[Supplied records — start]

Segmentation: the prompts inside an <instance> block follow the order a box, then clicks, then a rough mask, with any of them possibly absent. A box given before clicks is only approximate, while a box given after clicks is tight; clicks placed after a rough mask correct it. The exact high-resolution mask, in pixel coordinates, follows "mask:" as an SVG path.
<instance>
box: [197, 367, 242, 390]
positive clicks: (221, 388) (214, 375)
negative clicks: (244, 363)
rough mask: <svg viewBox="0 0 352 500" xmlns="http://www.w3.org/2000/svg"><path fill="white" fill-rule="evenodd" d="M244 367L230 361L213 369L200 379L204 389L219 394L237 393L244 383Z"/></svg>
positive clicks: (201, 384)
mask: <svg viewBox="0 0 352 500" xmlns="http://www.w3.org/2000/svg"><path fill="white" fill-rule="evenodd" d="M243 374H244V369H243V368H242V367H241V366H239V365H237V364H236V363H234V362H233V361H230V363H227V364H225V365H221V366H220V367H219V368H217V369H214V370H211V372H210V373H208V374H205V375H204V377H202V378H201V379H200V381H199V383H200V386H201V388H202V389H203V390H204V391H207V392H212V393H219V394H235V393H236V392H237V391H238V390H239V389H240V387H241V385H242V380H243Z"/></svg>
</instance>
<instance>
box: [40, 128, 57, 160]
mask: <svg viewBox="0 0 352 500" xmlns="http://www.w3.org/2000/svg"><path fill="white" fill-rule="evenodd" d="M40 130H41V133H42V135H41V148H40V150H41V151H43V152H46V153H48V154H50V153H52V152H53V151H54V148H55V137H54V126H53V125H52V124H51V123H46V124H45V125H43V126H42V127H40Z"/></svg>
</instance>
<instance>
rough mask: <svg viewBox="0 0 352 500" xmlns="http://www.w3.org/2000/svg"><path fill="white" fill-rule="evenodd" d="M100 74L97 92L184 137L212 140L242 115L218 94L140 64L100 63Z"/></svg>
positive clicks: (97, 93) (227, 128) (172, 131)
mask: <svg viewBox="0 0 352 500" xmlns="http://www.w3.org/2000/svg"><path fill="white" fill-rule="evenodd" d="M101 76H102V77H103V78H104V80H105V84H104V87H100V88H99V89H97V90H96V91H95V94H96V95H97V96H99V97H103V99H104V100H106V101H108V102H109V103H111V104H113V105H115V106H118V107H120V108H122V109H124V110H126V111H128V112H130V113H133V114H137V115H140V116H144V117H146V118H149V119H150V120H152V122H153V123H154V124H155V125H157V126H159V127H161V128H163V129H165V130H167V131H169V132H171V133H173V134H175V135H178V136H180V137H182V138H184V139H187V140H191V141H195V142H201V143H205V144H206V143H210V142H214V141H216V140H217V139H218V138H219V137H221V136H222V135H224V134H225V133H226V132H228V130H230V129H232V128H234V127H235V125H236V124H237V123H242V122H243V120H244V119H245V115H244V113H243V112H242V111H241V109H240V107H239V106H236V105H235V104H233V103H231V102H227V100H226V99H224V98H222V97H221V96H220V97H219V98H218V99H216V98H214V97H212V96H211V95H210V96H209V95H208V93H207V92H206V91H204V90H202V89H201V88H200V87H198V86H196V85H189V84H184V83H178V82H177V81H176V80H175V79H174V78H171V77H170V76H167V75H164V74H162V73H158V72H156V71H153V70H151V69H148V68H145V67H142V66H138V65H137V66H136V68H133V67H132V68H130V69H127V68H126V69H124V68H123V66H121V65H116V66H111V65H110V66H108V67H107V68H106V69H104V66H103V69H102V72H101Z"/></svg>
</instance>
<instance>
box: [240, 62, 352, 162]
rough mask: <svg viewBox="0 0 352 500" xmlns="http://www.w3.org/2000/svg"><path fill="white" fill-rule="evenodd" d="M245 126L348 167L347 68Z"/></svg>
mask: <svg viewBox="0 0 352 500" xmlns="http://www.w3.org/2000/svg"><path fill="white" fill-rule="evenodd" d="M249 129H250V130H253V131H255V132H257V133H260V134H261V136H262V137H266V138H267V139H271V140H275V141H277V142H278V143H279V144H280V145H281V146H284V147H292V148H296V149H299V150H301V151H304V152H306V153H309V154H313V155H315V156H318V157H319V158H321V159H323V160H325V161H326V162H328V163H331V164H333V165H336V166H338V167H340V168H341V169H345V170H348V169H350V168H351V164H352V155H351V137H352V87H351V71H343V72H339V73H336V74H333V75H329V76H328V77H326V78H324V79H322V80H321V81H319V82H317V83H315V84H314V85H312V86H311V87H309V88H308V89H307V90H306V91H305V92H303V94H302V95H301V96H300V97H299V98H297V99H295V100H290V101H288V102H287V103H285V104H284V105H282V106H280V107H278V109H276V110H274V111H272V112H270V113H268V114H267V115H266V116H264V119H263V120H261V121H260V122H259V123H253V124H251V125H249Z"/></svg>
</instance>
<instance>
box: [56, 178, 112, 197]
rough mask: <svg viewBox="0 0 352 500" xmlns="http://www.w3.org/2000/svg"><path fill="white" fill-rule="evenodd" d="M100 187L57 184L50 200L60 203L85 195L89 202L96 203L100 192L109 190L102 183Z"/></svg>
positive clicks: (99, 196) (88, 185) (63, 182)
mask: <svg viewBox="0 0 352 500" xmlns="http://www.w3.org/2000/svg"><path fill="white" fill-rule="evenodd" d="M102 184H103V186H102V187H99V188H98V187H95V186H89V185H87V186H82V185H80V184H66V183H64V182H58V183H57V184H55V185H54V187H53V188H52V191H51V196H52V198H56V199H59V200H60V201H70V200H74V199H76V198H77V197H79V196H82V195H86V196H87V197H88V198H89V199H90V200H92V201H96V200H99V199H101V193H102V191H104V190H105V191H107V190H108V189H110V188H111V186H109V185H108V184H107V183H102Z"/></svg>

[Supplied records — finish]

■ **What to do**
Copy out each entry above with no deviation.

■ **Written answer**
Segmentation: the prompts inside an <instance> block follow the order a box, then clicks, then a rough mask, with any of them possibly absent. A box given before clicks is only approximate, while a box given after clicks is tight; clicks placed after a rough mask correct it. The exact high-resolution mask, in pixel coordinates, follows "mask:" as an SVG path.
<instance>
box: [197, 367, 242, 390]
positive clicks: (221, 388) (214, 375)
negative clicks: (244, 363)
rough mask: <svg viewBox="0 0 352 500" xmlns="http://www.w3.org/2000/svg"><path fill="white" fill-rule="evenodd" d="M244 367L230 361L213 369L200 379L204 389L219 394L237 393L244 383Z"/></svg>
positive clicks: (201, 384)
mask: <svg viewBox="0 0 352 500" xmlns="http://www.w3.org/2000/svg"><path fill="white" fill-rule="evenodd" d="M243 374H244V369H243V368H242V367H241V366H239V365H237V364H236V363H234V362H233V361H230V363H227V364H225V365H221V366H220V367H219V368H217V369H214V370H211V372H210V373H208V374H205V375H204V377H202V378H201V379H200V381H199V383H200V386H201V388H202V389H203V390H204V391H207V392H212V393H219V394H235V393H236V392H237V391H238V390H239V389H240V387H241V385H242V380H243Z"/></svg>
</instance>
<instance>
box: [40, 128, 57, 160]
mask: <svg viewBox="0 0 352 500" xmlns="http://www.w3.org/2000/svg"><path fill="white" fill-rule="evenodd" d="M40 130H41V133H42V135H41V148H40V150H41V151H43V152H46V153H48V154H50V153H52V152H53V151H54V148H55V137H54V126H53V125H52V124H51V123H46V124H45V125H43V126H42V127H40Z"/></svg>
</instance>
<instance>
rough mask: <svg viewBox="0 0 352 500" xmlns="http://www.w3.org/2000/svg"><path fill="white" fill-rule="evenodd" d="M100 74L97 92L184 137L212 140L242 115L218 94L140 64L100 63Z"/></svg>
positive clicks: (97, 93) (227, 128) (172, 131)
mask: <svg viewBox="0 0 352 500" xmlns="http://www.w3.org/2000/svg"><path fill="white" fill-rule="evenodd" d="M101 76H102V77H103V78H104V80H105V84H104V87H100V88H99V89H97V90H96V91H95V94H96V95H97V96H99V97H103V99H104V100H106V101H108V102H109V103H111V104H113V105H115V106H118V107H120V108H122V109H124V110H126V111H128V112H130V113H133V114H137V115H140V116H144V117H146V118H149V119H150V120H152V122H153V123H154V124H155V125H157V126H159V127H161V128H163V129H165V130H167V131H169V132H171V133H173V134H175V135H178V136H180V137H182V138H184V139H187V140H191V141H195V142H201V143H205V144H206V143H210V142H214V141H216V140H217V139H218V138H219V137H221V136H222V135H224V134H225V133H226V132H228V130H230V129H232V128H234V127H235V125H236V124H237V123H242V122H243V120H244V119H245V115H244V113H243V112H242V111H241V109H240V107H239V106H236V105H235V104H233V103H231V102H227V100H226V99H224V98H222V97H221V96H220V97H219V98H218V99H216V98H214V97H212V96H211V95H210V96H209V95H208V93H207V92H206V91H204V90H202V89H201V88H200V87H198V86H196V85H189V84H184V83H178V82H177V81H176V80H175V79H174V78H171V77H170V76H167V75H164V74H162V73H158V72H156V71H153V70H151V69H148V68H145V67H142V66H138V65H137V66H136V68H133V67H132V68H130V69H127V68H126V69H124V68H123V66H121V65H116V66H111V65H110V66H108V67H107V68H106V69H104V66H103V69H102V72H101Z"/></svg>
</instance>
<instance>
box: [240, 62, 352, 162]
rough mask: <svg viewBox="0 0 352 500" xmlns="http://www.w3.org/2000/svg"><path fill="white" fill-rule="evenodd" d="M245 126L348 167L347 68Z"/></svg>
mask: <svg viewBox="0 0 352 500" xmlns="http://www.w3.org/2000/svg"><path fill="white" fill-rule="evenodd" d="M249 129H250V130H253V131H255V132H257V133H260V134H261V136H262V137H266V138H267V139H271V140H275V141H277V142H278V143H279V144H280V145H281V146H284V147H292V148H296V149H299V150H301V151H304V152H306V153H309V154H313V155H315V156H318V157H319V158H321V159H323V160H325V161H326V162H328V163H331V164H333V165H336V166H338V167H340V168H341V169H345V170H348V169H350V168H351V164H352V155H351V137H352V87H351V71H343V72H339V73H336V74H333V75H329V76H328V77H326V78H324V79H322V80H321V81H319V82H317V83H315V84H314V85H312V86H311V87H309V88H308V89H307V90H306V91H305V92H303V94H302V95H301V96H300V97H299V98H297V99H295V100H290V101H288V102H287V103H285V104H284V105H282V106H280V107H278V109H276V110H274V111H272V112H270V113H268V114H267V115H266V116H264V119H263V120H261V121H260V122H259V123H253V124H251V125H249Z"/></svg>
</instance>
<instance>
box: [56, 178, 112, 197]
rough mask: <svg viewBox="0 0 352 500" xmlns="http://www.w3.org/2000/svg"><path fill="white" fill-rule="evenodd" d="M100 187L57 184L50 200L60 203L85 195L89 202L96 203L100 192L109 190L102 183Z"/></svg>
positive clicks: (99, 196) (88, 185) (63, 182)
mask: <svg viewBox="0 0 352 500" xmlns="http://www.w3.org/2000/svg"><path fill="white" fill-rule="evenodd" d="M102 184H103V186H102V187H99V188H98V187H95V186H89V185H87V186H82V185H80V184H66V183H64V182H58V183H57V184H55V185H54V187H53V188H52V191H51V196H52V198H56V199H59V200H60V201H70V200H74V199H76V198H77V197H79V196H82V195H86V196H87V197H88V198H89V199H90V200H92V201H96V200H99V199H101V193H102V191H104V190H105V191H107V190H108V189H110V188H111V186H109V185H108V184H107V183H102Z"/></svg>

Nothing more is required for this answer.